▶ [TASK]: Copy out the stretch from "Top Shelf. Photo" through "whiskey and gin." in the piece about the Top Shelf distillery below, word for word.

▶ [SELECTED EXTRACT]:
Top Shelf. Photo credit: Nick Lafontaine
Some real estate agents swear by the smell of baking bread as a way of enhancing the prospects of a house on the market. The yeasty aroma apparently heads straight to our brain to conjure up expectations that something chemically complex and potentially very tasty is happening, thus making the property all the more appealing to a prospective buyer. If so, then the confines of a modest business park warehouse in the small eastern Ontario town of Perth should be very appealing indeed. However, instead of the aroma of warm bread, Perth is suffused with the equally heady scent of sour mash runs that are being prepared for distillation, the first step in making refined products such as vodka, whiskey and gin.
Hanna Murphy, Top Shelf’s CEO and co-founder, continues to enjoy the challenges and rewards of an enterprise based on distilling. Photo credit: Nick Lafontaine
At the centre of this activity is a state-of-the-art German-made still, a copper-clad behemoth with towers rising several metres from the shop floor with the majesty of a cathedral organ. Large enough to be impressive, the facility nevertheless avoids the daunting, overwhelming feel of a factory-scale operation. This setting is more approachable and its potent atmosphere is downright inviting. A simple storefront completes the invitation, embellished with shelves full of jugs bearing names such as “Ryes and shine,” “Apple pie,” or simply “Moonshine.”

▶ [STORED DATA]:

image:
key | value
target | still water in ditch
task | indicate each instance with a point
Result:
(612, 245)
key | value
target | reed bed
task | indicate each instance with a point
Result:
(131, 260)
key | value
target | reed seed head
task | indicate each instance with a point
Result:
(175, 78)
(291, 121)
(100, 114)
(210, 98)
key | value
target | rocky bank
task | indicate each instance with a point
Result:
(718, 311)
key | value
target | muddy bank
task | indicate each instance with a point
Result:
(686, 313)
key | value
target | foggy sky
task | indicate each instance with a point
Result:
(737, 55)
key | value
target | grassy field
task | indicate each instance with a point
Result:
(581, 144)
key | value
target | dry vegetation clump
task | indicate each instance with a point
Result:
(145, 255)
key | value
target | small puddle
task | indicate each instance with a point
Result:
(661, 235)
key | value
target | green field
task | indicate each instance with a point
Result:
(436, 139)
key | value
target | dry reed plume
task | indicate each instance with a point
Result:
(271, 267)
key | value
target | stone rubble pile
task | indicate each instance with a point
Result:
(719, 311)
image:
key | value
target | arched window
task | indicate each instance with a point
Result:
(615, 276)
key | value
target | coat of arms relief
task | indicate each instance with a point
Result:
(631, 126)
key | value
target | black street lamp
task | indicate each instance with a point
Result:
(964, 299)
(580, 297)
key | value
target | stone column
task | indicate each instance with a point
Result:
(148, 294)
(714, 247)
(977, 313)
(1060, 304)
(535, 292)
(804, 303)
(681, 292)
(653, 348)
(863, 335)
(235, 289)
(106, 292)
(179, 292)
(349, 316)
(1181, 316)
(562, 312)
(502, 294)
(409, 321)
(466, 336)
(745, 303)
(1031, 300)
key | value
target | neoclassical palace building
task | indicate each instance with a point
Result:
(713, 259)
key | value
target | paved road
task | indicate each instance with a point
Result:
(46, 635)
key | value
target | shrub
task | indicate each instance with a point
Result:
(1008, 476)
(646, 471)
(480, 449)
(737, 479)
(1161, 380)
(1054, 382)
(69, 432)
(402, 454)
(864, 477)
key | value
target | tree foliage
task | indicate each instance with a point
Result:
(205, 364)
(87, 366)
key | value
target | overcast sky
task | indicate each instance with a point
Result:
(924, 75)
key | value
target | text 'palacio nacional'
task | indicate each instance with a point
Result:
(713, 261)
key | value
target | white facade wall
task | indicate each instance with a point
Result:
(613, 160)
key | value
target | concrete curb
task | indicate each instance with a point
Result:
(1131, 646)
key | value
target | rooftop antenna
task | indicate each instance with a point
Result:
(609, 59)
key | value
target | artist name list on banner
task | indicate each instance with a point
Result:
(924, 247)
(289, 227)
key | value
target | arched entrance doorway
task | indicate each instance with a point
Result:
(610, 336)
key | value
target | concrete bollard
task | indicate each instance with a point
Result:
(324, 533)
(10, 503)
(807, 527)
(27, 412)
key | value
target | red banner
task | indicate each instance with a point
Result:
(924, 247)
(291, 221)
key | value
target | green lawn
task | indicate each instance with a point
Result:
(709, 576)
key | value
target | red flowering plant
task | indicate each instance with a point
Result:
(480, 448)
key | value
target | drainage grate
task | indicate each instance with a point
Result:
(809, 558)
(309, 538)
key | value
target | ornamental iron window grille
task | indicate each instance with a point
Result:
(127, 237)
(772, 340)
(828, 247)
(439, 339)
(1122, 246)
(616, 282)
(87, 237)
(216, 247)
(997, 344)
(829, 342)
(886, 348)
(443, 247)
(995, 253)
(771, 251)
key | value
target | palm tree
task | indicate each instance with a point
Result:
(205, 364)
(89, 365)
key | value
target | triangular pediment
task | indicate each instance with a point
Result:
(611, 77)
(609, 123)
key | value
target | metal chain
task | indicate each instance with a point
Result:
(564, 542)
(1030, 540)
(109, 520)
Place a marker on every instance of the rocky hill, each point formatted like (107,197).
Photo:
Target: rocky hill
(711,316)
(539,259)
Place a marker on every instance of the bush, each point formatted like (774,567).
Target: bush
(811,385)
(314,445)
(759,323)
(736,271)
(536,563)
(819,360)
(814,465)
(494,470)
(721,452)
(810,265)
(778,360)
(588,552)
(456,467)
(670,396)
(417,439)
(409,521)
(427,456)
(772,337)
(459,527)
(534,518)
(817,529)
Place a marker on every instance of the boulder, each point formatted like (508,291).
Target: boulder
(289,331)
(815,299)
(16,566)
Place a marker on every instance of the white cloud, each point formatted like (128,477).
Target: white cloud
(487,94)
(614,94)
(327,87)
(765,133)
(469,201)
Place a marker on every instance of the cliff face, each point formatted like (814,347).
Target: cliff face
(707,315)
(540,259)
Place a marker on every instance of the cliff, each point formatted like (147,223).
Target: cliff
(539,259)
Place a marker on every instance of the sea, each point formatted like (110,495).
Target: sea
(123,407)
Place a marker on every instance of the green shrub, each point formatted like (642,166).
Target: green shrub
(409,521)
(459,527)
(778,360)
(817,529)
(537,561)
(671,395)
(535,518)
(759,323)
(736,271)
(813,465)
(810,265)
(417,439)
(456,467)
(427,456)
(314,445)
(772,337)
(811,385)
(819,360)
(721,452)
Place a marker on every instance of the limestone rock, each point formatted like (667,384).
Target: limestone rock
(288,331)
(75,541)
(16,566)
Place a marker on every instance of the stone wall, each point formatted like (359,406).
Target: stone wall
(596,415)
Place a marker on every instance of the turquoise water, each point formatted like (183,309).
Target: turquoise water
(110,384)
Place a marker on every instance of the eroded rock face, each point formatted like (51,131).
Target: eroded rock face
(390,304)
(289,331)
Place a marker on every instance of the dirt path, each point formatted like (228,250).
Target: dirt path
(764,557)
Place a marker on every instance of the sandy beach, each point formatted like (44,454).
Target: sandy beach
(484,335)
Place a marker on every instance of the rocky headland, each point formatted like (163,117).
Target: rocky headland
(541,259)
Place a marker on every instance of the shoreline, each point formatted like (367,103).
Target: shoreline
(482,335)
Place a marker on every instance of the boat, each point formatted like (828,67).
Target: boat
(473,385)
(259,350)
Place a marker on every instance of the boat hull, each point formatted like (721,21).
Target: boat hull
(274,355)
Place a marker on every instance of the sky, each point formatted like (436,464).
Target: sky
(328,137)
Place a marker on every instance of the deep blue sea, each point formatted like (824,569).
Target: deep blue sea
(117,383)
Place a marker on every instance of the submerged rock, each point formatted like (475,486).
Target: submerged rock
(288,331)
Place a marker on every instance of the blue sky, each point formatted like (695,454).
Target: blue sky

▶ [TASK RESULT]:
Top Shelf. Photo credit: Nick Lafontaine
Some real estate agents swear by the smell of baking bread as a way of enhancing the prospects of a house on the market. The yeasty aroma apparently heads straight to our brain to conjure up expectations that something chemically complex and potentially very tasty is happening, thus making the property all the more appealing to a prospective buyer. If so, then the confines of a modest business park warehouse in the small eastern Ontario town of Perth should be very appealing indeed. However, instead of the aroma of warm bread, Perth is suffused with the equally heady scent of sour mash runs that are being prepared for distillation, the first step in making refined products such as vodka, whiskey and gin.